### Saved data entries
══════

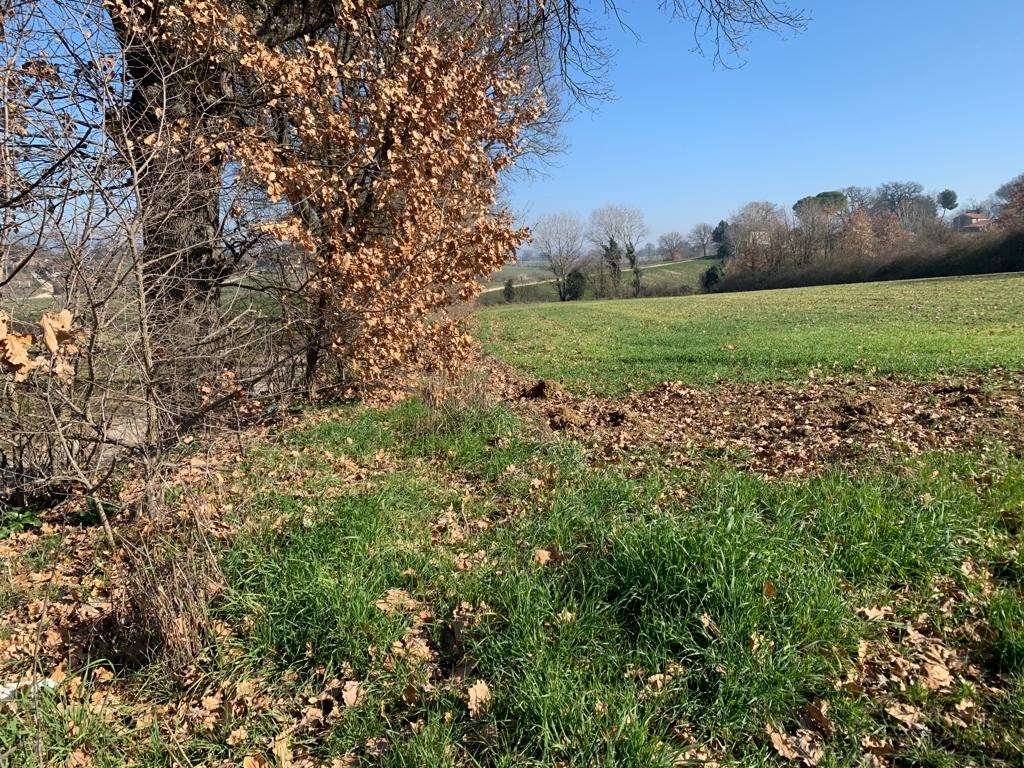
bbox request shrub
[565,269,587,301]
[700,264,723,292]
[503,279,516,303]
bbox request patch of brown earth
[491,364,1024,477]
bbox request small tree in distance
[600,238,625,296]
[700,264,723,292]
[503,280,516,303]
[658,231,687,261]
[625,243,642,297]
[589,205,648,296]
[937,189,958,219]
[533,213,586,302]
[688,223,714,258]
[565,269,587,300]
[997,175,1024,227]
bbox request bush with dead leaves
[2,0,548,506]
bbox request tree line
[708,175,1024,292]
[524,175,1024,304]
[528,205,726,302]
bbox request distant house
[952,210,995,233]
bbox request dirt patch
[494,365,1024,477]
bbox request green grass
[478,260,719,306]
[483,263,555,288]
[477,272,1024,393]
[4,398,1023,766]
[5,272,1024,766]
[219,405,1024,765]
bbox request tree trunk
[112,5,227,306]
[136,156,225,304]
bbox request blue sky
[506,0,1024,239]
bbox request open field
[4,272,1024,767]
[478,259,719,306]
[4,391,1023,766]
[481,262,555,288]
[478,272,1024,393]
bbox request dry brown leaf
[374,588,419,614]
[699,613,720,637]
[860,734,893,755]
[227,727,248,746]
[467,679,491,717]
[1,331,35,381]
[341,680,363,707]
[39,309,73,355]
[766,723,822,766]
[920,660,952,690]
[533,548,552,566]
[272,733,291,767]
[860,606,891,621]
[674,745,721,767]
[766,723,800,761]
[803,699,834,737]
[885,701,924,729]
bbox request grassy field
[482,262,555,288]
[478,259,719,306]
[4,272,1023,767]
[478,272,1024,393]
[6,400,1022,766]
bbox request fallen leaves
[495,362,1024,480]
[341,680,363,708]
[766,723,823,766]
[860,606,892,622]
[802,699,834,738]
[466,679,491,717]
[374,588,419,614]
[227,726,249,746]
[884,701,925,730]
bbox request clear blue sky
[507,0,1024,239]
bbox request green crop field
[478,272,1024,393]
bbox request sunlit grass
[477,272,1024,393]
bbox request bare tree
[589,205,648,296]
[686,224,713,258]
[532,213,586,301]
[728,201,789,271]
[841,186,875,218]
[730,201,785,245]
[658,231,687,261]
[792,197,843,264]
[1,1,307,508]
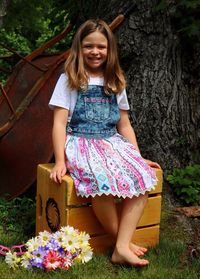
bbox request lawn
[0,194,200,279]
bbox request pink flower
[60,254,72,270]
[43,251,62,271]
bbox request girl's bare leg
[92,194,148,258]
[91,195,118,239]
[111,194,149,266]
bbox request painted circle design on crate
[45,198,61,232]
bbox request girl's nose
[91,47,99,54]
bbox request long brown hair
[64,19,126,93]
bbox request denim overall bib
[66,85,120,139]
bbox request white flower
[38,230,51,246]
[53,230,65,245]
[62,234,80,251]
[60,226,76,236]
[26,237,40,252]
[5,251,20,269]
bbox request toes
[130,244,147,256]
[139,260,149,266]
[132,258,149,267]
[111,247,149,267]
[134,250,144,256]
[140,247,148,253]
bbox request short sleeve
[48,73,71,110]
[117,89,130,110]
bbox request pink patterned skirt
[65,133,157,198]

══════

### Exercise objective
Reproduce exactly the lines from the one with "bbox request denim overall bib" through the end of the entries above, both ends included.

### Finished task
bbox request denim overall bib
[66,85,120,139]
bbox request white flower
[38,230,51,246]
[53,230,65,245]
[62,234,80,251]
[60,226,76,236]
[26,237,40,252]
[5,251,20,269]
bbox request toes
[130,244,147,256]
[139,260,149,266]
[132,258,149,267]
[111,247,149,267]
[134,250,144,256]
[140,247,148,253]
bbox request short sleeve
[48,73,71,110]
[117,89,130,110]
bbox request pink patterned skirt
[65,133,157,198]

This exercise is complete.